● DATA SECTION
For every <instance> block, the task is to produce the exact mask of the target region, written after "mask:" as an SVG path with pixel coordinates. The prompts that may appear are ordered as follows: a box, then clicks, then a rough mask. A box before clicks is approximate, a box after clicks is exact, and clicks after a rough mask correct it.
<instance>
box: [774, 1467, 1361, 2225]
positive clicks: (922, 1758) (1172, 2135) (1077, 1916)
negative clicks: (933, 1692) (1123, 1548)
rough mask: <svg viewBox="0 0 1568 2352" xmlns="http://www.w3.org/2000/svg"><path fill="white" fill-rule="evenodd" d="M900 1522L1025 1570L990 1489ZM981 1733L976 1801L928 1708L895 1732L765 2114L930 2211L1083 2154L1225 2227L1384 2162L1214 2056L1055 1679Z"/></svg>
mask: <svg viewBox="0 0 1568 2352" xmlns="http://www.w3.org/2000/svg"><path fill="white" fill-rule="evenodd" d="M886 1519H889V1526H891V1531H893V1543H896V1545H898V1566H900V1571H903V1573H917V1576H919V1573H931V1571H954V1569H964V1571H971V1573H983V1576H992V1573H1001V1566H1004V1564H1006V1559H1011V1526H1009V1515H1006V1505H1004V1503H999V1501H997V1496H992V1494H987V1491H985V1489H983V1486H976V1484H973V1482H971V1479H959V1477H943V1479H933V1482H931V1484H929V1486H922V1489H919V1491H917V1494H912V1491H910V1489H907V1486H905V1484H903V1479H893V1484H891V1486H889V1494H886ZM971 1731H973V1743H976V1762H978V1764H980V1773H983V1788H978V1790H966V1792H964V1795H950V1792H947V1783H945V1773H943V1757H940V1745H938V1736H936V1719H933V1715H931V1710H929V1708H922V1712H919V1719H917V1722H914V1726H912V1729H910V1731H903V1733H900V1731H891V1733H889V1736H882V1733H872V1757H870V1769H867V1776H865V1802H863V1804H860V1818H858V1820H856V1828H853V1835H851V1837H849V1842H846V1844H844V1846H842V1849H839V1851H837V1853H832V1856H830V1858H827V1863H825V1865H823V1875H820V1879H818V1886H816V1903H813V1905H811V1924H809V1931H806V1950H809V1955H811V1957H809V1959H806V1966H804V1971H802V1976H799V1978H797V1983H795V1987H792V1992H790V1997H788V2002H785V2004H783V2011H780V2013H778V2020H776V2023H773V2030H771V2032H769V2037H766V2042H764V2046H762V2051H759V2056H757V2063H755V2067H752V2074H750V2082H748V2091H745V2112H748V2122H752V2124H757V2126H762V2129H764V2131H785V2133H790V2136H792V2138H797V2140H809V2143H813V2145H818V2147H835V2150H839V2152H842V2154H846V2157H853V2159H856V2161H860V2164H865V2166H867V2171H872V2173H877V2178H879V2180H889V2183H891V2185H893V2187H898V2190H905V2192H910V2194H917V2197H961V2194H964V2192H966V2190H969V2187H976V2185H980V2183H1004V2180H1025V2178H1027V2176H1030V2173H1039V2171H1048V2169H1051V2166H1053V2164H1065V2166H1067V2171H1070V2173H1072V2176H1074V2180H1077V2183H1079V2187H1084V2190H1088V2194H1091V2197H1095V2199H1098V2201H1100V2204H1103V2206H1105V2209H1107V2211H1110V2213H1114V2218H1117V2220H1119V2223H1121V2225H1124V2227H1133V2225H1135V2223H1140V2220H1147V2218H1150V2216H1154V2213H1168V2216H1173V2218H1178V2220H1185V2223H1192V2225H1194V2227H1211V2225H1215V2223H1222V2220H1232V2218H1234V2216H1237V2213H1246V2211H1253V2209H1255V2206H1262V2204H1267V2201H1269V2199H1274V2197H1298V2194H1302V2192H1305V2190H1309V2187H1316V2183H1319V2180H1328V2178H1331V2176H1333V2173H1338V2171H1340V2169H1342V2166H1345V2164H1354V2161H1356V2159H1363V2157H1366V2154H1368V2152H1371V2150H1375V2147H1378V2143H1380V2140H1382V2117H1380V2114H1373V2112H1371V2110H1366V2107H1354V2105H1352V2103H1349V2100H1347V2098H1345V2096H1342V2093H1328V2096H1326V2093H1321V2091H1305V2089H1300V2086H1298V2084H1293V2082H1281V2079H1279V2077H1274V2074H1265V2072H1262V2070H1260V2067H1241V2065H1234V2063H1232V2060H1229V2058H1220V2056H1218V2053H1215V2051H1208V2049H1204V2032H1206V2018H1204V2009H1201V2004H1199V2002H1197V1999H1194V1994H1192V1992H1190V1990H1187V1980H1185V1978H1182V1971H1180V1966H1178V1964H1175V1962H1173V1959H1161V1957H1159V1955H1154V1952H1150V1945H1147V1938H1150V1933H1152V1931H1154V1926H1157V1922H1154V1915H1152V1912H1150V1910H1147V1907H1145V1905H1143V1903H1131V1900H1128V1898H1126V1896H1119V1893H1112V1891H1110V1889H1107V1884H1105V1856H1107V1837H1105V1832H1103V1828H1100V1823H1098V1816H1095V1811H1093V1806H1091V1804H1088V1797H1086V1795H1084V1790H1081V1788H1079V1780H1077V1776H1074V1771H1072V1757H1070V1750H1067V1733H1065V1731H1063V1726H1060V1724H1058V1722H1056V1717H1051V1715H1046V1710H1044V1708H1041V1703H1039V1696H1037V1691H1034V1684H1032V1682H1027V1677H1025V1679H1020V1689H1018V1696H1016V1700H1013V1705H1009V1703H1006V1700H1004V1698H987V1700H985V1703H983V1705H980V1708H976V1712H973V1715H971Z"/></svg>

● REQUIRED ACTION
Transcribe the records without any change, starting at the first line and ending at the line that contains "negative clicks: (933, 1692) (1123, 1548)".

● RESPONSE
For every <instance> block, the task is to produce the exact mask of the target region, written after "mask:" as an SVG path with pixel coordinates. The prompts that may appear are ordered as follows: a box, then clicks, then a rough mask. A box before clicks is approximate, a box after clicks is exact, and clicks after a rough mask correct it.
<instance>
box: [774, 1467, 1361, 2225]
positive clicks: (922, 1758) (1172, 2135) (1077, 1916)
negative clicks: (933, 1692) (1123, 1548)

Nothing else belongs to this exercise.